A run of entries
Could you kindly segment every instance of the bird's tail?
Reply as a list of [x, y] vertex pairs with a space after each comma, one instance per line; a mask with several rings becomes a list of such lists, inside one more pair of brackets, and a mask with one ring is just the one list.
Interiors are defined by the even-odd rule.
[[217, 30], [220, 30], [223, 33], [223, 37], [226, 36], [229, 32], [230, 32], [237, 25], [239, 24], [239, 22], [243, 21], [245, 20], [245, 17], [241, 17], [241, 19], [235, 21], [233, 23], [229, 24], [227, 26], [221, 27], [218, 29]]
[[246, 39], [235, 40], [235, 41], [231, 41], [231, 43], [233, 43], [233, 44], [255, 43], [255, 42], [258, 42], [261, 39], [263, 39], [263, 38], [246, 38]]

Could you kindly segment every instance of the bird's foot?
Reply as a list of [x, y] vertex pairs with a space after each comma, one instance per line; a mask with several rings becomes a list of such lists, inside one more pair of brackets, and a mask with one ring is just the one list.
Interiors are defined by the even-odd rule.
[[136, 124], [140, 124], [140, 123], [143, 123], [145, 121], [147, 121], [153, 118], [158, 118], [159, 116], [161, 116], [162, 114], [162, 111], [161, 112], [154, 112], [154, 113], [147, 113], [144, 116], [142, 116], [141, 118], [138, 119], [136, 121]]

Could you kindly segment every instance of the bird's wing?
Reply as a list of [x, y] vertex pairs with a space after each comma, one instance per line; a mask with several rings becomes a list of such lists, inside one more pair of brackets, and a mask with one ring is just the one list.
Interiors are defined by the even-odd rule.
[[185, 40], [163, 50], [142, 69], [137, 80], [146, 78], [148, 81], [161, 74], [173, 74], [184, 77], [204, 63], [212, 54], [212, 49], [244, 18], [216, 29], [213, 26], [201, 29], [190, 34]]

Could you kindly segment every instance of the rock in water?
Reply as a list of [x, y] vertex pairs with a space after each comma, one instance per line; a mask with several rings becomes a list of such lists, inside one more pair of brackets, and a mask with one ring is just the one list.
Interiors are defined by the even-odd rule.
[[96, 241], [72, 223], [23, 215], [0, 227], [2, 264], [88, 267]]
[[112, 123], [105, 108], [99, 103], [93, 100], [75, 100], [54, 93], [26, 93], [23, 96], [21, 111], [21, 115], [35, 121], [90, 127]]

* **TASK OBJECTIVE**:
Can you echo every one of the entries above, line for line, with nothing changed?

* **RESULT FOR THIS EXERCISE**:
Could you kindly segment every instance of the bird's tail?
Reply as a list of [x, y] vertex pairs with a space after each comma, one instance per line; a mask with several rings becomes a list of such lists, inside one more pair of brackets, and a mask with one ring is just the one list.
Interiors are defined by the even-odd rule.
[[217, 30], [220, 30], [223, 33], [223, 37], [226, 36], [229, 32], [230, 32], [237, 25], [239, 24], [239, 22], [243, 21], [245, 20], [245, 17], [241, 17], [241, 19], [235, 21], [233, 23], [229, 24], [227, 26], [221, 27], [218, 29]]
[[246, 39], [235, 40], [235, 41], [231, 41], [231, 43], [233, 43], [233, 44], [255, 43], [255, 42], [258, 42], [261, 39], [263, 39], [263, 38], [246, 38]]

Could you kindly segment every instance of the bird's foot?
Reply as a list of [x, y] vertex pairs with a space after each comma, one instance per line; a mask with several rings becomes a list of such lists, inside one more pair of brackets, and a mask with one ring is just the one list.
Interiors are defined by the even-odd rule.
[[136, 124], [140, 124], [140, 123], [143, 123], [145, 121], [147, 121], [153, 118], [158, 118], [159, 116], [161, 116], [162, 114], [162, 111], [161, 112], [154, 112], [154, 113], [147, 113], [144, 116], [142, 116], [141, 118], [138, 119], [136, 121]]

Could you kindly segment every instance of the bird's wing?
Reply as a list of [x, y] vertex pairs with a space after each comma, one instance per line; a mask with several rings becomes a list of such lists, inside one more pair of brackets, and a mask with one ring is just the one list.
Interiors are defined by the even-odd rule.
[[185, 40], [163, 50], [142, 69], [137, 80], [146, 78], [148, 81], [161, 74], [173, 74], [184, 77], [204, 63], [212, 54], [212, 49], [244, 18], [216, 29], [213, 26], [201, 29], [190, 34]]

Could you kindly segment every instance of the rock in water?
Reply as a list of [x, y] vertex pairs with a space after each comma, one instance per line; a mask with several rings becomes a list of such lists, inside one more pair of brackets, and a mask with one ring is just the one list.
Interiors are defined by the even-odd rule.
[[96, 241], [72, 223], [23, 215], [0, 227], [2, 264], [88, 267]]
[[112, 123], [105, 108], [99, 103], [93, 100], [75, 100], [54, 93], [26, 93], [23, 96], [21, 111], [21, 115], [35, 121], [90, 127]]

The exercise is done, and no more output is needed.